- [Material for this task]:
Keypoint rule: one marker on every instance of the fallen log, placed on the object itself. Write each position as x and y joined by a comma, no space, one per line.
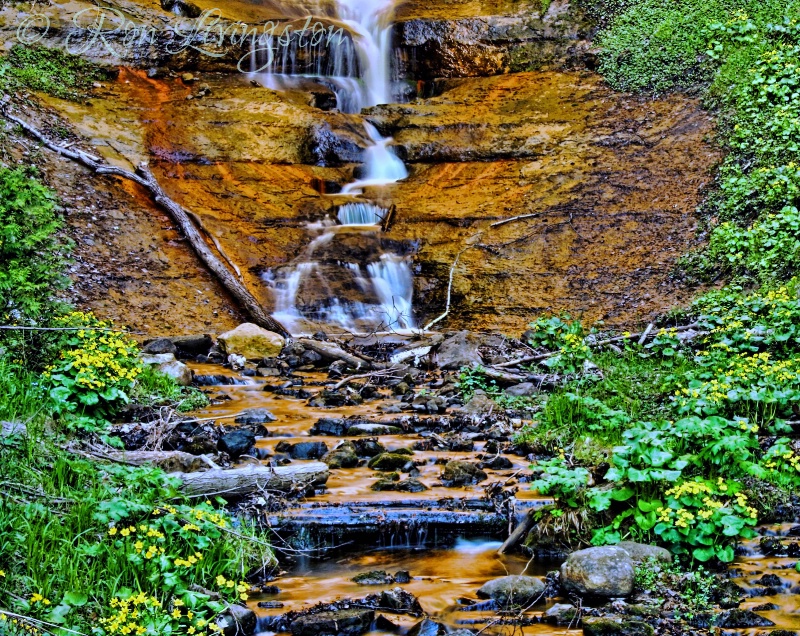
250,479
177,212
331,351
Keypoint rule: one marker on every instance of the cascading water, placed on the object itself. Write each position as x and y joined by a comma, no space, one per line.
322,289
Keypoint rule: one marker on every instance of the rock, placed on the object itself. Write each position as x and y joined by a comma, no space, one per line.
640,552
160,345
398,600
343,456
606,571
237,443
524,389
193,345
346,622
156,358
368,447
615,626
459,473
459,350
514,590
177,371
739,618
308,450
427,627
562,615
255,416
376,577
238,620
388,461
252,342
372,429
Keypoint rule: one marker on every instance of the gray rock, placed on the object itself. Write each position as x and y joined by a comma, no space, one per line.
459,473
237,443
524,389
459,350
641,552
160,345
514,590
615,626
238,620
346,622
255,416
359,430
606,571
177,371
156,358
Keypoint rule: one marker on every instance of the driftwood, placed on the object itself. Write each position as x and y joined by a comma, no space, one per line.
177,212
250,479
331,351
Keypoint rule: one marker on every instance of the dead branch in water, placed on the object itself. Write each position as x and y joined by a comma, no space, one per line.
179,214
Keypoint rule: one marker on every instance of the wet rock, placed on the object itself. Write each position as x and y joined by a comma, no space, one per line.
615,626
238,620
368,447
252,342
459,350
518,591
193,345
640,552
427,627
237,443
184,9
177,371
388,461
562,615
605,571
345,622
160,345
156,358
372,429
524,389
343,456
375,577
255,416
459,473
398,600
498,462
739,618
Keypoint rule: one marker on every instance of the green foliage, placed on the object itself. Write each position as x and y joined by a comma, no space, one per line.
50,71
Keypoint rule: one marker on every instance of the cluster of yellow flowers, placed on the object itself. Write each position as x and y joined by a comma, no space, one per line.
17,625
229,584
38,598
102,358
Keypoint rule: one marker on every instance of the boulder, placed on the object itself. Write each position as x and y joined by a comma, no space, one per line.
237,620
615,626
740,619
343,456
252,342
177,371
237,443
388,461
606,571
160,345
427,627
641,552
345,622
255,416
514,590
459,350
459,473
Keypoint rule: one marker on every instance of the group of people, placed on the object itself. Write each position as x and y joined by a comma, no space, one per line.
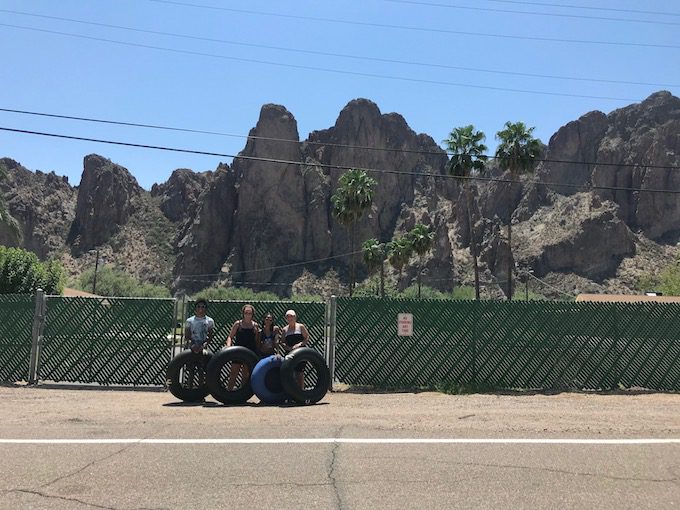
264,340
246,332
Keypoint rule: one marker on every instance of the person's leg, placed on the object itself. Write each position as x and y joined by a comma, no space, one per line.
234,372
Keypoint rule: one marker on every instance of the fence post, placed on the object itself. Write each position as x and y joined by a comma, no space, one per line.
330,351
36,335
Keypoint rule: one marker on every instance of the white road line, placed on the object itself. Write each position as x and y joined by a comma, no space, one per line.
347,440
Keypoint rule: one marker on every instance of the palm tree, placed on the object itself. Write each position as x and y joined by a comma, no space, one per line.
399,253
517,152
354,194
467,158
375,254
421,239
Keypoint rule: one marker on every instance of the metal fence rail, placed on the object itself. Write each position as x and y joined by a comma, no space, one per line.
537,345
533,345
16,318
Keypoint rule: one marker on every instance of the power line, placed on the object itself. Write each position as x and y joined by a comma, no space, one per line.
586,7
323,69
327,70
346,167
325,144
414,28
508,11
338,55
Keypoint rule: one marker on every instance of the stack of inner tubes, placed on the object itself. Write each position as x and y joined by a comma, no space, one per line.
234,374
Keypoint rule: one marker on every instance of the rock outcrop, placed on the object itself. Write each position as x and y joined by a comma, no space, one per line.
636,147
179,195
105,198
592,247
266,221
43,205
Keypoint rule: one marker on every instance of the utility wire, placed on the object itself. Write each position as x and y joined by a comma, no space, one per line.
586,7
429,30
508,11
313,68
339,145
327,70
338,55
346,167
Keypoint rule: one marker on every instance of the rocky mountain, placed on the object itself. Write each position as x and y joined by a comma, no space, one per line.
591,218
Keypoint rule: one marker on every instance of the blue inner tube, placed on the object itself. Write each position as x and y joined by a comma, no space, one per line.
266,380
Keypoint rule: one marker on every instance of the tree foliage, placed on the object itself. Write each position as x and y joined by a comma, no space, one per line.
22,273
399,252
467,158
517,152
112,282
353,195
235,294
375,254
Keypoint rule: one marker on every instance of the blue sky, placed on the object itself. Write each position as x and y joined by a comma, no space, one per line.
209,65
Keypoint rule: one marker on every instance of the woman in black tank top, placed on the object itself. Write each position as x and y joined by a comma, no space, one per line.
245,333
295,335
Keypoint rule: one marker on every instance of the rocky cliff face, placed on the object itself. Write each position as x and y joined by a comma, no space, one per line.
43,204
634,147
105,202
179,195
267,218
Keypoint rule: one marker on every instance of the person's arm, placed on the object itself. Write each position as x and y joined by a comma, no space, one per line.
305,336
187,334
232,334
211,332
258,337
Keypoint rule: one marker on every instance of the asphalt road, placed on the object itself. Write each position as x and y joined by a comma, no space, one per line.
351,451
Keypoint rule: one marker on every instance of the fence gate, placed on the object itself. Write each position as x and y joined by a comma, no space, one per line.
107,340
16,317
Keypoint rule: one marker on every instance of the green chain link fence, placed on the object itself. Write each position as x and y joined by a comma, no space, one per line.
16,318
107,340
533,345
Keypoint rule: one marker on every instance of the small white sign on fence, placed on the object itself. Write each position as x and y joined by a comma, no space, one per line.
405,324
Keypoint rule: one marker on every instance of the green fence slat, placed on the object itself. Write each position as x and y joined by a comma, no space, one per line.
509,344
16,322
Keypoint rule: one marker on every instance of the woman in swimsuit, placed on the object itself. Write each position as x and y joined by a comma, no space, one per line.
245,332
295,335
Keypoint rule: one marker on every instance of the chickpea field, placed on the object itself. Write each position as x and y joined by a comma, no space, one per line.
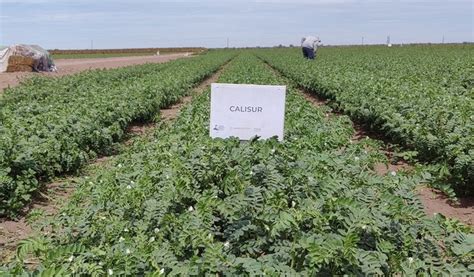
176,202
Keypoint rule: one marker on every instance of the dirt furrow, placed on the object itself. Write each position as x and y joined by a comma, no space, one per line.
55,194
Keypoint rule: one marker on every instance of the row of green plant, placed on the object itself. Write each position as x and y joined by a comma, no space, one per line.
180,204
49,126
420,97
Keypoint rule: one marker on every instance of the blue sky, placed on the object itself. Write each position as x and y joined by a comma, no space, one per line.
208,23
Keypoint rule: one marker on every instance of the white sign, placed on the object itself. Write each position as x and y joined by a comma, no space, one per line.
245,111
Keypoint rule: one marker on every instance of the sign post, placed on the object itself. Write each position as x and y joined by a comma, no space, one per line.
245,111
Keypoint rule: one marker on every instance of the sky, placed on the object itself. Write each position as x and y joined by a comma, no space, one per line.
82,24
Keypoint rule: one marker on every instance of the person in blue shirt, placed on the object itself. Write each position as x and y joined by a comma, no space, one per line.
309,45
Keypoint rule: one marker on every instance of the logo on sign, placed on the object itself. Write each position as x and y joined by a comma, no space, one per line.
246,111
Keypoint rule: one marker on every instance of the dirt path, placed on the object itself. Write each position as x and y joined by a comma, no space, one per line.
57,193
433,201
71,66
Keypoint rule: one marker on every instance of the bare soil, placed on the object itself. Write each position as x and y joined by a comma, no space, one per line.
435,201
71,66
57,193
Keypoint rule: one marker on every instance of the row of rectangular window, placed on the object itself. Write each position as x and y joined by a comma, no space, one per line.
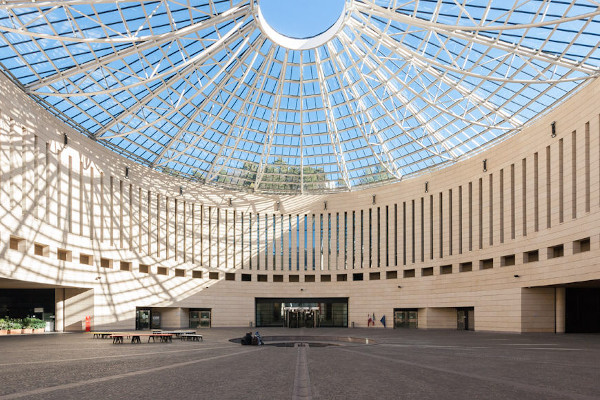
341,240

- [Aim of the exercise]:
Each record above should come back exactly the same, only without its pictures.

- [Final result]:
Keypoint rule: one marker on every instance of the fallen log, placed on the object itself. Write each position as x and y joined by a comma, no space, one per line.
250,479
177,212
331,351
Keypoint rule: one marker on every instance of the cascading water, placed on the object itself. Write each position as x and y joined by a comma, no space, one per line.
322,289
Keypoint rule: one marker on every instance of the rock, placed on the object itself. Write each position as x and y joined by a comma, no space, one per line.
640,552
160,345
398,600
343,456
606,571
237,443
524,389
193,345
346,622
156,358
368,447
615,626
459,473
459,350
514,590
177,371
739,618
308,450
427,627
562,615
255,416
376,577
238,620
388,461
252,342
372,429
Keypoint rule: one marker on every instance of the gray rock, placed on the object itself. Write each position as x and y joined by a comma, no space, one per line.
459,473
237,443
524,389
459,350
641,552
160,345
514,590
615,626
238,620
346,622
255,416
359,430
606,571
177,371
156,358
Keypoint rule: one marker on every instance of the driftwood, placed on the object itself. Write each position as x and y joined by a comma, no space, one per line.
177,212
250,479
331,351
Keypoint rule: one marker on every instance of the dead branch in water, placed on the object itself. Write each position as x and y joined by a comma, no space, one per line.
179,214
Keypoint rule: one marker on every instance of the wet rock, placed on the object itself. Write each position as x and y joined by a comma, no space, one per line.
615,626
238,620
368,447
252,342
459,350
518,591
193,345
640,552
427,627
237,443
184,9
177,371
388,461
562,615
605,571
345,622
160,345
156,358
372,429
524,389
343,456
375,577
255,416
459,473
398,600
498,462
739,618
Keypoint rule: one marker on every instance of the green foliage, placed on the object itself. Write each position as x and y joined by a comma, no space, one per line.
50,71
Keypoint rule: one marker on every instance of the cluster of yellow flowers, placed on the object itself. Write each position as x and y joined by a comma, no space, one per line.
17,625
229,584
38,598
102,358
Keypoint rule: one marker on every instance of the boulder, placed on the object itself. Write each position as x and y joined by a comma, no space, one per line.
237,620
615,626
740,619
343,456
252,342
177,371
237,443
388,461
606,571
160,345
427,627
641,552
345,622
255,416
514,590
459,350
459,473
Keypoint rule: one marker on every instance of the group of people, placed on the object itself. Write each position as x and y joined by a comma, no space, one per line.
264,340
246,332
Keypoint rule: one marker on every instance of the person's leg, placed on the object itself. Write each position as x and y joined by a comma, no space, one per line.
234,372
Keypoint rule: one marker on every instance of the fence post, placed on the object itself. Write each position as x and y joined by a comma, no space, one per line.
330,351
36,335
Keypoint rule: one marker on every instance of the white road line, placed on the object itself. Write each position as x and y joined by a comma, no space, one per line.
347,440
Keypoint rule: one marker on every instance of the palm tree, placed on the object itself. Write each position as x and y joined by a comma, no space, one per line.
399,253
517,152
354,194
467,158
375,254
421,239
Keypoint rule: one marker on every instance of the metal fence rail, placed on the object itself. Write each position as x and y joined by a comma, no space, one per line.
537,345
533,345
16,318
Keypoint rule: one marker on every instance of the power line, placed on the object itself. Write each position as x and y joined by a comma, no space, one per line.
586,7
323,69
327,70
346,167
325,144
414,28
508,11
338,55
Keypoint rule: one marker on every instance of the stack of inner tubes, placed on the object itself. Write each position as x and y joined by a comma, no space, one per line.
234,374
Keypoint rule: one marker on every instance of the rock outcrop, placed on the object itself. Write each position as x and y joined by a comma, no space, one per line.
636,147
179,195
105,198
592,247
266,221
43,205
Keypoint rule: one marker on every instance of the utility wire, placed on the object itself. Write each position as x and y joined by a comma, no space, one per line.
586,7
429,30
508,11
313,68
339,145
327,70
338,55
346,167
Keypoint rule: one marker on every instance of the rocky mountain, placed on the object itself. Write each position as x and y joined by a comma, no space, one per line.
591,218
Keypoint rule: one marker on every instance of the blue inner tube, placed on the object itself. Write each position as x and y joined by a comma, no space, one per line.
266,380
Keypoint rule: one marker on every instance of the tree foliage, placed on the object itself. Write each position as x and y joined by a comma, no space, one per line.
22,273
399,252
467,158
517,152
112,282
353,195
235,294
375,254
Keypoint rule: one marker on every instance of the blue sky, placed on the object itself. Write each position as x and y joined by a comma, no space, one per line.
209,65
Keypoint rule: one marker on every instance of the woman in black tank top, placed on the object itself. Write each position as x and y joined by a comma, no space, one per line.
245,333
295,335
Keypoint rule: one marker on every instance of the rocky cliff face, placed on the object itself. Write each position as x and y joined by a comma, no space, one per line.
43,204
634,147
105,202
179,195
267,218
Keypoint rule: one marker on every instance of the person's arm, placed on the object itself. Write each position as x and y joined by a comma, no space, one per line.
305,336
187,334
232,334
211,332
258,337
Keypoint rule: one marker on every instance of the asphalt road, placed on the object itself. Write each position as x and y joined by a comma, no space, one per line.
351,451
Keypoint rule: one marker on every instance of the fence gate, placed on the object itself. Write each position as x and y joined by a comma, no space, one per line.
107,340
16,317
Keypoint rule: one marker on every instance of the green chain link fence, placed on the object itself. Write each position as x and y joined by a comma, no space, one per line.
16,318
107,340
533,345
Keypoint rule: one marker on every instance of the small white sign on fence, placed on the object itself. Write each position as x and y joined by a comma, no space, one per line.
405,324
Keypoint rule: one marker on every instance of the green fence slat, placed on the object itself. Write each position as x and y joined by a comma, no space, one per line.
509,344
16,322
Keypoint rule: one marker on every instance of the woman in swimsuit, placed on the object itself. Write each position as x and y joined by a comma, no space, one per line.
245,332
295,335
Keypoint rule: one marker on every instance of the chickpea field, placed on the object itself. Write each position as x and y joined by a comma, no space, one per line.
176,202
Keypoint rule: one marker on every instance of the dirt furrow, placed on the object itself. Write each position as x and y joined by a comma, no space, one per line.
55,194
Keypoint rule: one marker on every instance of the row of green plant, placed on the object itself. Write each position as x and y joined by a comma, no space, one per line.
180,204
49,126
420,97
Keypoint rule: one marker on every instance of the blue sky, placed on the object itself. Write each position as x and y joined by a comma, no space, one per line.
208,23
Keypoint rule: one marker on every instance of the white sign, placed on the object itself. Write each position as x and y joined by a comma, no space, one per line.
245,111
Keypoint rule: one marker on every instance of the sign post, placed on the object itself. Write each position as x and y joined by a comma, no space, one per line.
245,111
Keypoint rule: one marker on every instance of the sky, placed on the object itself. Write each position as x and y joined by a comma, no space, one per line.
82,24
Keypoint rule: one marker on every instance of the person in blue shirt, placed on the object itself. Write each position as x and y joined by a comma, no space, one per line.
309,45
Keypoint rule: one marker on every instance of the logo on sign, placed on the object itself. Write each position as x and y joined by a comma, no space, one per line.
246,111
Keypoint rule: one marker on every instance of the dirt path, placed on the object itself. Write each position as x and y joined by a comma, no space, one per line.
57,193
433,201
71,66
Keypoint rule: one marker on every instance of the bare soil, placed on the object itself. Write each position as x and y joined by a comma, no space, one per line.
435,201
71,66
57,193
Keypoint rule: one marker on every instance of the row of rectangular window, placed on the object itself. Write each position as x and y joined by a comma, no space, one per line.
341,240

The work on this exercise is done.